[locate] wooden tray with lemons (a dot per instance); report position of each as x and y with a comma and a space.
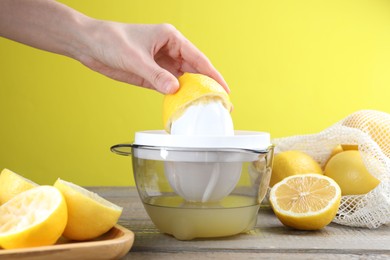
63, 221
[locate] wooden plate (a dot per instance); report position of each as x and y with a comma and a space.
112, 245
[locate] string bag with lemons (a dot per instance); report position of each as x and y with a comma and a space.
193, 177
355, 152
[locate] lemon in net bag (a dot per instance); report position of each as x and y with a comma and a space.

____

TASK DIRECTIONS
Please rewrite the lines from the one containing "[locate] wooden plate" through the end, putting "mesh bag" in place of "string bag" and keeping everything else the same.

SOLVED EXERCISE
[locate] wooden plate (a dot per instance); report position of each as x and y with a comma and a space.
112, 245
[locate] mesh bag with lemons (a dot per instance); report position of each as x and y with a comma and a space.
193, 177
355, 152
[locate] lemon in net bag (a dot per instance); report position of each as x and y with a comma and a space.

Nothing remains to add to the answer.